§ WHAT THE TASK REQUIRES:
Transcribe the lines below verbatim, skipping the images.

§ RECORDS PROVIDED:
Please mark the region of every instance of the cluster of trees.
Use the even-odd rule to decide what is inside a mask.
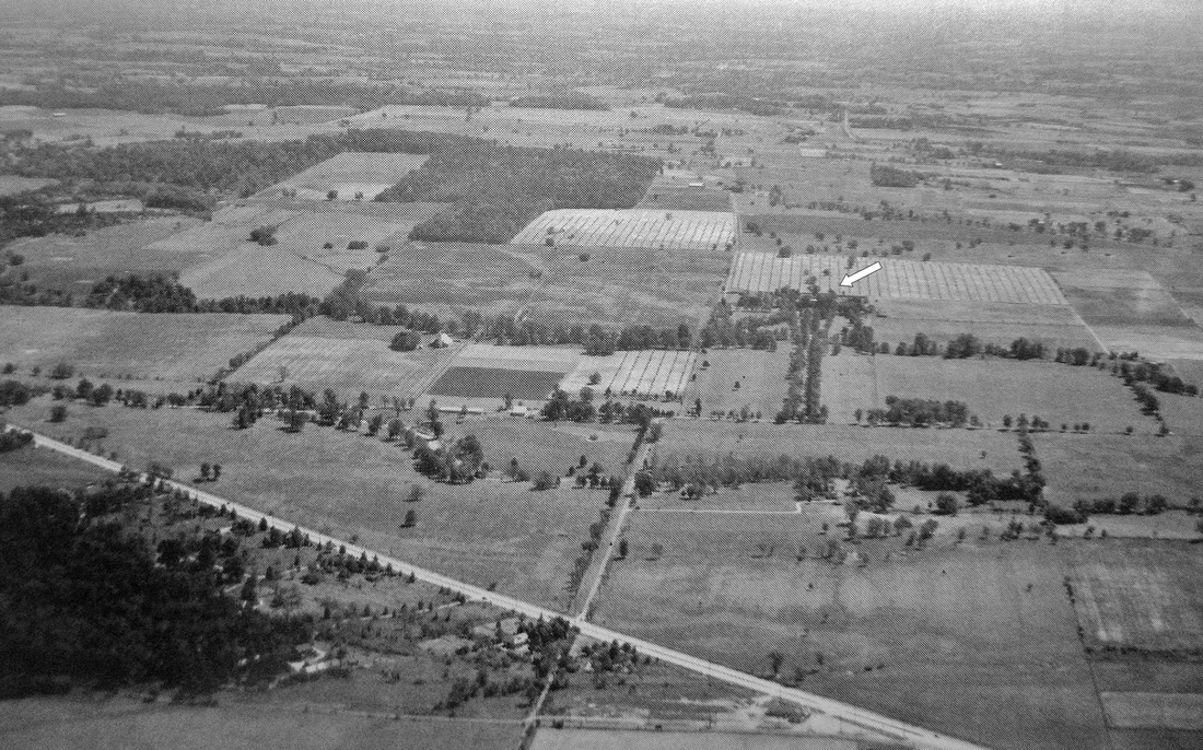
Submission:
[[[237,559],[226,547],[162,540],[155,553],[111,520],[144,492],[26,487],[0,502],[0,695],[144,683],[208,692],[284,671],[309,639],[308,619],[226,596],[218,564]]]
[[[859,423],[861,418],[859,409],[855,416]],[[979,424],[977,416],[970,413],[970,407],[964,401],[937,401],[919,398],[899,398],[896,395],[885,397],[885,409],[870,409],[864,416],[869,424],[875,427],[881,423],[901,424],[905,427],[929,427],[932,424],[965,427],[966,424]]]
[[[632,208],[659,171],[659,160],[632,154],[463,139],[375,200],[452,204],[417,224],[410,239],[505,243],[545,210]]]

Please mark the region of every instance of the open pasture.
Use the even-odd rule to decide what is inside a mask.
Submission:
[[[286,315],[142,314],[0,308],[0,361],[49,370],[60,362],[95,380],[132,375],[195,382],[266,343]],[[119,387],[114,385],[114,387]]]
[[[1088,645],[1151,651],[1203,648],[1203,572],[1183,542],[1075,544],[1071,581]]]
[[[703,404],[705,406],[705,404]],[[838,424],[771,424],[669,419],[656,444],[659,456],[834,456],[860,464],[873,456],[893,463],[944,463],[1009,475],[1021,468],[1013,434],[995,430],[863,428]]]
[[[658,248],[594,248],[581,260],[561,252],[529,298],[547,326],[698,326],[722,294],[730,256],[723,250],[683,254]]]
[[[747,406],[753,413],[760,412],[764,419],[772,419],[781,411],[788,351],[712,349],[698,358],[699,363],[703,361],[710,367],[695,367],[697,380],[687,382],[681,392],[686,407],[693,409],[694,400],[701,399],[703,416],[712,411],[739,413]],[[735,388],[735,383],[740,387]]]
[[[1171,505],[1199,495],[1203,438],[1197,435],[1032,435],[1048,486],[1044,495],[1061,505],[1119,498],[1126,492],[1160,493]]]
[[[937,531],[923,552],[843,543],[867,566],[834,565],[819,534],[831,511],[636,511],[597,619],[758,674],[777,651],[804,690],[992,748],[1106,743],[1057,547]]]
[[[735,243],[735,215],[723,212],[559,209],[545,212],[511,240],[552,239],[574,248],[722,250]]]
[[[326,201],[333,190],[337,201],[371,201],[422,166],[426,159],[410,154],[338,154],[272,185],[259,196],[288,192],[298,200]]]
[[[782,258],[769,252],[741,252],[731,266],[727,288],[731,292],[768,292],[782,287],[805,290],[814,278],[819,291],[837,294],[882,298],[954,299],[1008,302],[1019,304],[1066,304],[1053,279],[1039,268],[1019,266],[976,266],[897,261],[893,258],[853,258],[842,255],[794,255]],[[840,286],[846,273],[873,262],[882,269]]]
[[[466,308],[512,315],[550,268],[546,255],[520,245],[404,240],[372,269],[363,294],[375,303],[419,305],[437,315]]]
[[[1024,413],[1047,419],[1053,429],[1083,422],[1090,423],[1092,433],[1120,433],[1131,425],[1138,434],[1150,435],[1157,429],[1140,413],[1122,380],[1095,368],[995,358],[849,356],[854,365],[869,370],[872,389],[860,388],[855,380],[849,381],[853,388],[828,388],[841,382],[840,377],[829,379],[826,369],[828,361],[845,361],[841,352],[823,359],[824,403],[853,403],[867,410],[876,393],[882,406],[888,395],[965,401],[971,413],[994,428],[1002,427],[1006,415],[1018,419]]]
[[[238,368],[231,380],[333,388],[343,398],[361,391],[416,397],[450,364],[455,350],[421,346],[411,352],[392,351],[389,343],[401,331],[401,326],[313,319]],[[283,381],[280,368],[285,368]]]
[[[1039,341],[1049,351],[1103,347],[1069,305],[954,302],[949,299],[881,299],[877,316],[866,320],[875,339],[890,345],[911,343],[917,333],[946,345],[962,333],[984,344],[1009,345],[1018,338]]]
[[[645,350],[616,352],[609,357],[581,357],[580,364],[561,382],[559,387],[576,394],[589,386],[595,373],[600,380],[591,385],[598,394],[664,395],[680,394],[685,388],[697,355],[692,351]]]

§ FINAL RESULT:
Please mark the region of every instance of the cluster of trees.
Use the even-odd rule to decide what is inside a mask.
Submission:
[[[237,559],[226,547],[162,540],[155,553],[111,520],[144,492],[26,487],[0,502],[0,695],[144,683],[208,692],[284,671],[309,639],[308,619],[226,596],[218,564]]]
[[[859,423],[861,418],[859,409],[855,416]],[[979,424],[977,416],[970,413],[970,407],[964,401],[937,401],[919,398],[899,398],[896,395],[885,397],[885,409],[870,409],[864,416],[869,424],[875,427],[881,423],[901,424],[905,427],[929,427],[932,424],[965,427],[966,424]]]
[[[632,208],[659,171],[659,160],[632,154],[463,139],[375,200],[452,204],[417,224],[410,239],[505,243],[545,210]]]

Please mark the region of every instance of the open pasture.
Use the even-odd rule to decide what is inside a mask.
Submission:
[[[286,315],[142,314],[0,308],[0,361],[49,370],[60,362],[95,380],[132,375],[195,382],[266,343]],[[119,387],[114,385],[114,387]]]
[[[1088,645],[1151,651],[1203,648],[1203,572],[1183,542],[1075,544],[1071,581]]]
[[[703,404],[705,406],[705,404]],[[838,424],[771,424],[669,419],[656,444],[659,456],[834,456],[860,464],[873,456],[893,463],[944,463],[1009,475],[1021,468],[1013,434],[995,430],[863,428]]]
[[[658,248],[594,248],[581,260],[561,252],[529,298],[547,326],[698,326],[722,294],[730,256],[723,250],[683,254]]]
[[[747,406],[753,413],[760,412],[764,419],[772,419],[781,411],[788,351],[712,349],[698,358],[699,363],[703,361],[710,367],[695,367],[697,380],[687,382],[681,392],[686,407],[693,409],[694,400],[701,399],[703,416],[712,411],[739,413]],[[735,388],[735,383],[740,387]]]
[[[1171,505],[1199,495],[1203,438],[1197,435],[1032,435],[1048,486],[1044,495],[1061,505],[1119,498],[1126,492],[1160,493]]]
[[[937,531],[923,552],[843,543],[867,566],[834,565],[819,534],[831,511],[636,511],[597,619],[758,674],[777,651],[804,690],[992,748],[1106,743],[1057,547]]]
[[[735,243],[735,215],[723,212],[559,209],[545,212],[511,240],[552,239],[574,248],[722,250]]]
[[[326,201],[333,190],[337,201],[371,201],[422,166],[426,159],[410,154],[338,154],[272,185],[259,196],[288,192],[298,200]]]
[[[782,258],[769,252],[741,252],[731,266],[727,288],[731,292],[768,292],[782,287],[805,290],[814,278],[819,291],[837,294],[882,298],[954,299],[1008,302],[1019,304],[1066,304],[1053,279],[1039,268],[1019,266],[976,266],[897,261],[893,258],[853,258],[842,255],[794,255]],[[840,286],[846,273],[873,262],[882,269]]]
[[[466,308],[512,315],[550,268],[546,255],[520,245],[404,240],[372,269],[363,294],[375,303],[419,305],[437,315]]]
[[[1024,413],[1047,419],[1053,429],[1083,422],[1090,423],[1092,433],[1120,433],[1131,425],[1138,434],[1150,435],[1157,429],[1140,413],[1122,380],[1095,368],[995,358],[849,356],[854,365],[869,370],[872,389],[860,388],[855,380],[849,381],[853,388],[828,388],[841,382],[840,377],[829,379],[826,369],[828,361],[845,361],[841,352],[823,359],[824,403],[853,403],[867,410],[876,393],[882,406],[888,395],[965,401],[971,413],[994,428],[1002,427],[1006,415],[1018,419]]]
[[[238,368],[231,380],[333,388],[343,398],[361,391],[416,397],[450,364],[455,350],[421,346],[411,352],[392,351],[389,343],[401,331],[401,326],[313,319]],[[283,381],[280,368],[285,368]]]
[[[1039,341],[1049,351],[1103,347],[1069,305],[954,302],[949,299],[881,299],[877,316],[866,320],[875,339],[890,345],[911,343],[917,333],[946,345],[962,333],[984,344],[1009,345],[1018,338]]]
[[[645,350],[616,352],[609,357],[581,357],[580,364],[561,382],[559,387],[576,394],[589,386],[595,373],[600,380],[591,385],[598,394],[664,395],[680,394],[685,388],[697,355],[692,351]]]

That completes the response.